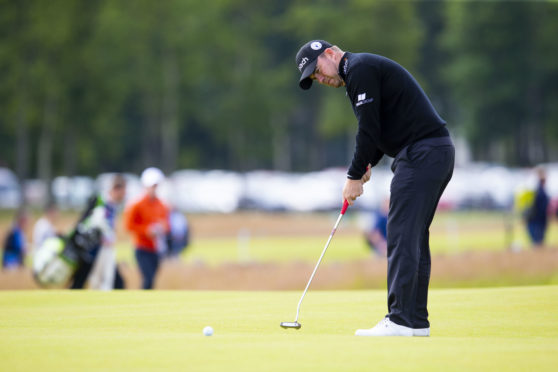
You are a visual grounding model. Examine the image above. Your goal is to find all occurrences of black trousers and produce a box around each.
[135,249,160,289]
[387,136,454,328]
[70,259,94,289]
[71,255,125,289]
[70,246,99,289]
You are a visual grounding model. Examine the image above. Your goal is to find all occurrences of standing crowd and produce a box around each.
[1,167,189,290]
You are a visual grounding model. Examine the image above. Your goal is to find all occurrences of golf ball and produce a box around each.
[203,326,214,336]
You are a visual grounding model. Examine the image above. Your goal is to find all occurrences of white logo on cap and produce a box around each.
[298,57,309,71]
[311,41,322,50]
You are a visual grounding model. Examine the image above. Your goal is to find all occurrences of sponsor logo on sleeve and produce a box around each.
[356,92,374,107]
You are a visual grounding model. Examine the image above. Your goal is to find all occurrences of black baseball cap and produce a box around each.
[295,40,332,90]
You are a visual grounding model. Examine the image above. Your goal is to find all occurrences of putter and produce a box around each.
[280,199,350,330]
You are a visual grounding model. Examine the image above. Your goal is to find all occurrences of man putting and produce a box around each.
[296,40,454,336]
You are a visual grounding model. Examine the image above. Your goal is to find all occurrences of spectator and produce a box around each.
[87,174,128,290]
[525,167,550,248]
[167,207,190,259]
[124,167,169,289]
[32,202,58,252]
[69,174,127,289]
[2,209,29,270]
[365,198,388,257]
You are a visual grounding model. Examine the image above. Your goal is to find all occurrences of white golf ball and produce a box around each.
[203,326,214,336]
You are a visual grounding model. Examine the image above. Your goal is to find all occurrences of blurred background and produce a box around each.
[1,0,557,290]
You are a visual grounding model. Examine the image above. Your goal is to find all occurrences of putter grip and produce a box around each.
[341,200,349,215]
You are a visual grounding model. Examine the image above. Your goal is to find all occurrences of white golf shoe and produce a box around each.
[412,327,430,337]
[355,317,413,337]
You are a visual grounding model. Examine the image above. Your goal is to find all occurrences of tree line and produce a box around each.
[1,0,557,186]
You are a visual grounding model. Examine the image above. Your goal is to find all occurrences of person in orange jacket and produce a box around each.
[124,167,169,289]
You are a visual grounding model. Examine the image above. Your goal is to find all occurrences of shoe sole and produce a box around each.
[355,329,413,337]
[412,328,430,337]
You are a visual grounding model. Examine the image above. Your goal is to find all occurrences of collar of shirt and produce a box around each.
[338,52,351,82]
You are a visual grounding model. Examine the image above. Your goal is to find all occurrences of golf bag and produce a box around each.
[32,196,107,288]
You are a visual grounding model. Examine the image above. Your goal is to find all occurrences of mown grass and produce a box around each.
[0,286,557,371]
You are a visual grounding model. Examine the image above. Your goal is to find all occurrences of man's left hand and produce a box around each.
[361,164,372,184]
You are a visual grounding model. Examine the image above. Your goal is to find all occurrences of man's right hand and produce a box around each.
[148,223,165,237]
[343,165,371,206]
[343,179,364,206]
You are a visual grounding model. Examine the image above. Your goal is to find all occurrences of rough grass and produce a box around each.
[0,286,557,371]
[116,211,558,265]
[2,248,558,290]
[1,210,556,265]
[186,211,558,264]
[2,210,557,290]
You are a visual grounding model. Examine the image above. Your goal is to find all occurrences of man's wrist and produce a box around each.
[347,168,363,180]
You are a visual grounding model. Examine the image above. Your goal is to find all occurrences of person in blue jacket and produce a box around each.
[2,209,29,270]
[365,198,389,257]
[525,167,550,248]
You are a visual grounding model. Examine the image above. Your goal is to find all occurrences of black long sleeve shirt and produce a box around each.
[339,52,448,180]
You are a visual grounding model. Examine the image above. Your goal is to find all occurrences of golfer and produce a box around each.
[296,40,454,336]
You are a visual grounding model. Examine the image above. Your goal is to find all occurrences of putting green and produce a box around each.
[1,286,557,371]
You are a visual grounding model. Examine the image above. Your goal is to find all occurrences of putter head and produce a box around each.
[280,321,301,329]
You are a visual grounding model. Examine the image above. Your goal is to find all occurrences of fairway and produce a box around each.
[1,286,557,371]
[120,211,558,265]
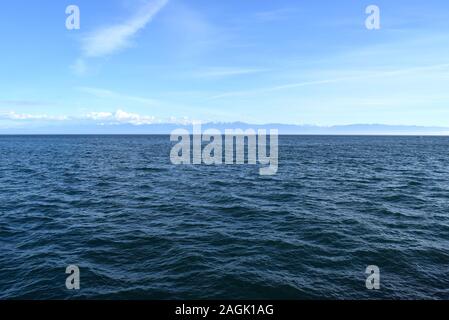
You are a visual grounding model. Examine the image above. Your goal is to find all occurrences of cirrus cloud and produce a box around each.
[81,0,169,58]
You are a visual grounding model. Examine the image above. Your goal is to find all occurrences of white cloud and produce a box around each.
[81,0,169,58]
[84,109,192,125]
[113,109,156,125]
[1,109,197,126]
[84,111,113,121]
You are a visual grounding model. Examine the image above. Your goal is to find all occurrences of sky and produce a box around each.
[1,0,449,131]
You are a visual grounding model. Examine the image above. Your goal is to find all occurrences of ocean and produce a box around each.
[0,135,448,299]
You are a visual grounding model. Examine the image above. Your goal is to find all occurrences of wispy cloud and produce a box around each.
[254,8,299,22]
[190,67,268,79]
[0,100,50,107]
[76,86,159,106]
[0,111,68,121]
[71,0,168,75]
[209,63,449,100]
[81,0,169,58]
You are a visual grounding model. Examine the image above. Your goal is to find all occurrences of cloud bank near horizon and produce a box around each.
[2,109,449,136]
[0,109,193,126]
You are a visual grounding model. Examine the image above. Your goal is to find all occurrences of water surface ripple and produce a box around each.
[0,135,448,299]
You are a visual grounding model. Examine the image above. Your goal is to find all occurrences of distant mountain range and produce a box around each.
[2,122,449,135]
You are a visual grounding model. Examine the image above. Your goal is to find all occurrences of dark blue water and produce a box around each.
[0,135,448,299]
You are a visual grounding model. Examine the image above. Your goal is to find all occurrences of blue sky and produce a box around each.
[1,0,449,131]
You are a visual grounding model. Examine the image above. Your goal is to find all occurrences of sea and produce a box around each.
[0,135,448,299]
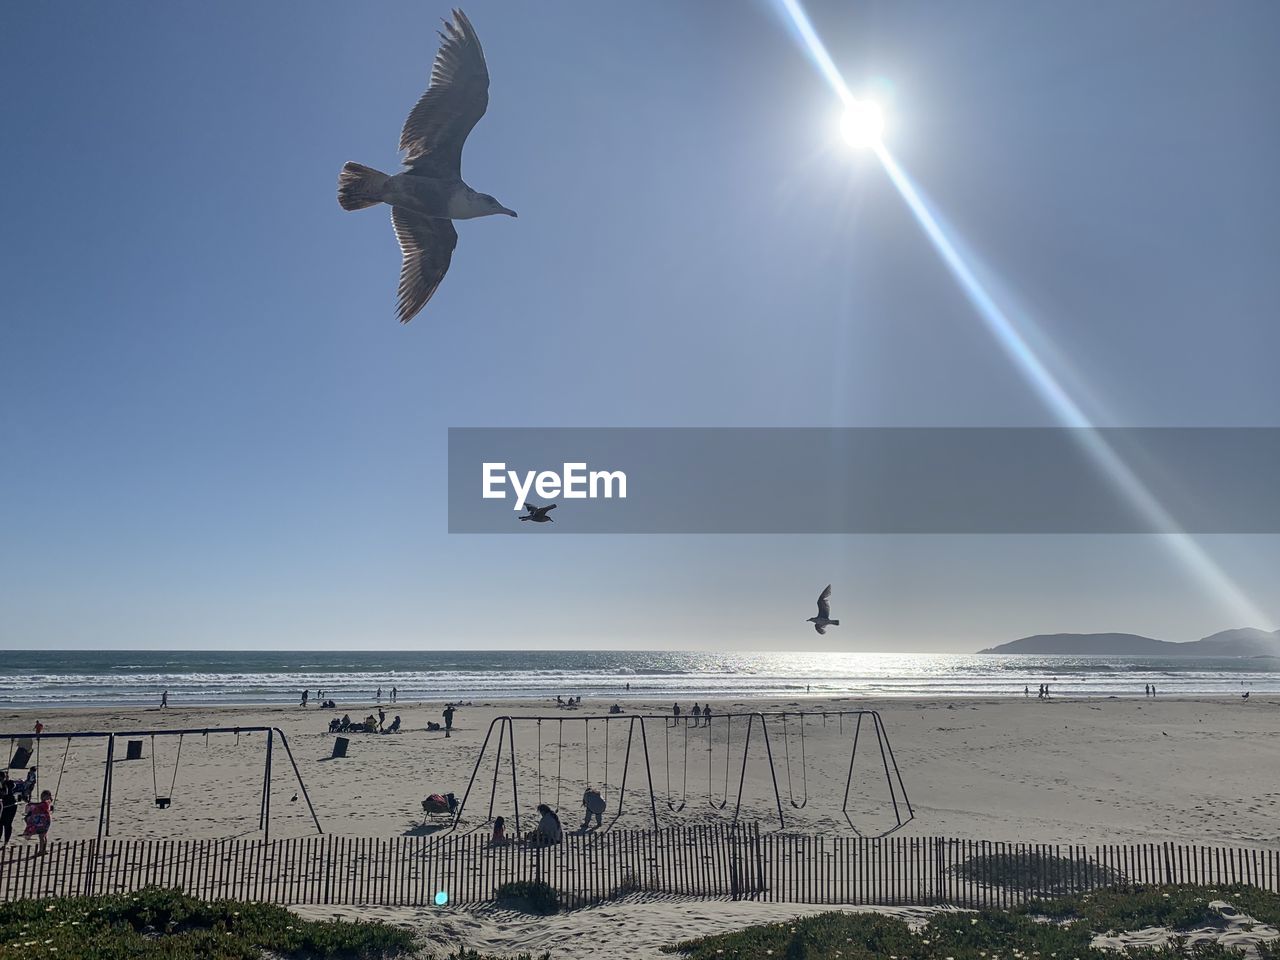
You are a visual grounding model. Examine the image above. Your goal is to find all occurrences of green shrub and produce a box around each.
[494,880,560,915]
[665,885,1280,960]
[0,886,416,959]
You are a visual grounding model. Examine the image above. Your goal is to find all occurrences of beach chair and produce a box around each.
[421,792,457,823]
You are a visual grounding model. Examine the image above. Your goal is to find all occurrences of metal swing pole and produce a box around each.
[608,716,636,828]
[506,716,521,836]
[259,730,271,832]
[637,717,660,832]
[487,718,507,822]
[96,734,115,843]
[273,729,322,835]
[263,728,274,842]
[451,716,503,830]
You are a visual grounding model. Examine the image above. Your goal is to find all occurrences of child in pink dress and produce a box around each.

**Task requirements**
Retype the records verbatim, but not their images.

**Task answer**
You are a visual grounding model. Examine the image above. Your goal is to find all occurrences of black trousers and produce a box around each.
[135,249,160,289]
[387,136,454,328]
[70,259,94,289]
[71,255,125,289]
[70,246,99,289]
You are a visual grounding model. Examine the image above. Your goal is to find all occurrences of standing crowd and produce a box around each.
[1,167,189,290]
You are a visual grounding model. Examine the image above. Your goal is to find all occurrences of golf ball and produce a box around each.
[203,326,214,336]
You are a visual grounding model. Examine the image above. Your goal is to find all occurrences of white logo on cap and produce a box around each.
[298,57,309,71]
[311,41,322,50]
You are a visual grounding model. Examine the image above. Your goal is to find all occurrences of sponsor logo on sleeve and produce a box around each.
[356,92,374,107]
You are a visual grounding model. Examine the image above. Your goal is to find all occurrences of black baseball cap and produce a box around each.
[295,40,332,90]
You are a visual grounding model. Examine the image above. Your goal is to find all occurrences of putter and produce a box around each.
[280,199,350,330]
You are a visual grounding model. Examine the image above. Your goal is to find all occurrences of man putting and produce a box around each.
[296,40,454,336]
You are a visual grounding model. Examine the image above. Your goal is to find all occurrences of spectator and produce a box around each.
[87,174,128,290]
[525,167,550,248]
[167,207,190,259]
[124,167,169,289]
[32,202,58,252]
[69,174,127,289]
[2,209,29,270]
[365,198,388,257]
You are a visual grounding model. Examine the image above. Your goal is to find all occurrences of white golf ball and produce a box around each.
[203,326,214,336]
You are a visual grounding model. Examine the image above. Your goal is to find all occurrences of blurred background and produce a box around each.
[1,0,557,290]
You are a visual grounding model. Examine the image above. Your goal is to find all occurrences of putter grip and produce a box around each.
[341,200,349,215]
You are a visual grounding model. Examine the image above. Your goal is to find all occurrences of white golf shoe and produce a box around each.
[412,327,430,337]
[355,317,413,337]
You are a visual grounding model. Examine the image above. Your goal is to find all occurrences of tree line and produce a box around each.
[1,0,557,186]
You are a visual grounding model. Examine the image above. Your goal is to find all occurrences of person in orange jacket and produce a box around each.
[124,167,169,289]
You are a visual grounding model. Examine the image above. Your goal is to find all occurrences of shoe sole and produce a box around each.
[355,329,413,337]
[412,328,430,337]
You are a visual grounding model. Examine the image above. Your goal is to find all occurrences of collar of shirt and produce a box around each.
[338,52,351,82]
You are a visual grounding model. Examine the image above. Your goal is to find all occurrences of golf bag and produce a box around each.
[32,196,107,288]
You are a visual grounding model. Examine the image above. Your goal is to find all occurrences of mown grass and produce a box around each.
[0,286,557,371]
You are a visual grounding model. Examine the image above. Your goal is to find all occurrences of man's left hand and produce a box around each.
[361,164,372,184]
You are a visual grounding model. Examine the image above. Your goal is to find all occurrences of man's right hand and produce a box around each.
[148,223,165,237]
[343,165,371,206]
[343,179,364,206]
You are a visual grounding model. Examine the image above. Your goal is to find all occurrences of rough grass and produce a box around each.
[0,286,557,371]
[116,211,558,265]
[2,248,558,290]
[1,210,556,265]
[186,211,558,264]
[2,210,557,290]
You are a visual grounding model. Examine the image above. Your goal is to find all occurrences of man's wrist and produce a box around each.
[347,168,363,180]
You are a visual grounding model. Examine the image above. Your goal is to find all occurrences of person in blue jacket and produce a box around each.
[2,209,29,270]
[365,198,389,257]
[525,167,550,248]
You are a visual grounding model. Examine the image above. Your goal is to find all occurrences of black long sleeve shirt and produce a box around each.
[339,52,448,180]
You are a visual grounding model. Examine the image above. Your goal is to find all occurrences of golfer and produce a box around each.
[296,40,454,336]
You are a visual grounding model. Examine the image above. Your goal is to find all occurrences of putting green and produce a box around each.
[1,286,557,371]
You are a visual grounding model. Examine the image above. Your goal is to find all occurrences of putter head and produce a box around each.
[280,321,301,329]
You are a visual grounding model. Examine the image above. Your goal is to find all occurrences of fairway and produce a box around each.
[1,286,557,371]
[120,211,558,265]
You are a visual grounding model. Examine the image above. Your goal is to find all occurrences of cirrus cloud and produce a box around each.
[81,0,169,58]
You are a visual grounding model. Examine the image above. Your goal is to find all occurrences of white cloud and produce a box around each.
[81,0,169,58]
[84,109,192,125]
[113,109,156,125]
[1,109,197,126]
[84,111,113,121]
You are a visual grounding model. Examine the image above. Your goal is to find all occurrences of sky and produce a box around each.
[1,0,449,131]
You are a visual grounding model. Examine the image above. Your goal is to find all occurrences of ocean and produce a box around each.
[0,135,448,299]
You are a visual grounding model. Examine the image above. Your goal is to find all occurrences of wispy cloud and produce a box around each.
[254,8,299,22]
[190,67,268,79]
[0,100,50,107]
[76,86,159,106]
[0,111,68,121]
[71,0,168,75]
[209,63,449,100]
[81,0,169,58]
You are a visual grounding model. Examine the image above. Your goal is to find all occurrences of cloud bank near horizon and produce a box around each.
[2,109,449,136]
[0,109,193,126]
You are a visual grounding model. Examine the image above. Your goal is to find all occurrences of water surface ripple and produce a box around each.
[0,135,448,299]
You are a visual grounding model. Examine the image above. Your goal is to find all occurrences of distant mountain range and produce a box around each.
[2,122,449,135]
You are a visual grounding model. Examine the image above. Your goal is to find all occurrences of dark blue water and produce a box around each.
[0,135,448,299]
You are a visual grounding model. Examine the image above. Your goal is to find all occurrences of blue sky and produce a box around each.
[1,0,449,131]
You are a visual grounding model. Examine the image above. Your goal is to find all occurrences of sea and produce a box around each.
[0,135,448,299]
You are a visual grounding model. Examine the image above. Your goal is to find all occurrences of green shrub and produce a box around each.
[494,880,560,915]
[665,885,1280,960]
[0,886,416,959]
You are a visual grounding model. Examine the image above. Your goal is to find all occurrences of beach chair and produce a box around each.
[421,792,457,823]
You are a visual grounding model. Examine the image above. Your goal is to find all occurrences of metal swing pole and produce a box around each.
[608,716,636,828]
[506,716,521,836]
[259,730,271,832]
[637,717,660,832]
[487,718,507,822]
[96,734,115,843]
[273,729,322,835]
[263,728,274,842]
[451,716,503,830]
You are a visual grounding model. Examine the image above. Your goal is to find all occurrences of child in pink dress and produce a box around each.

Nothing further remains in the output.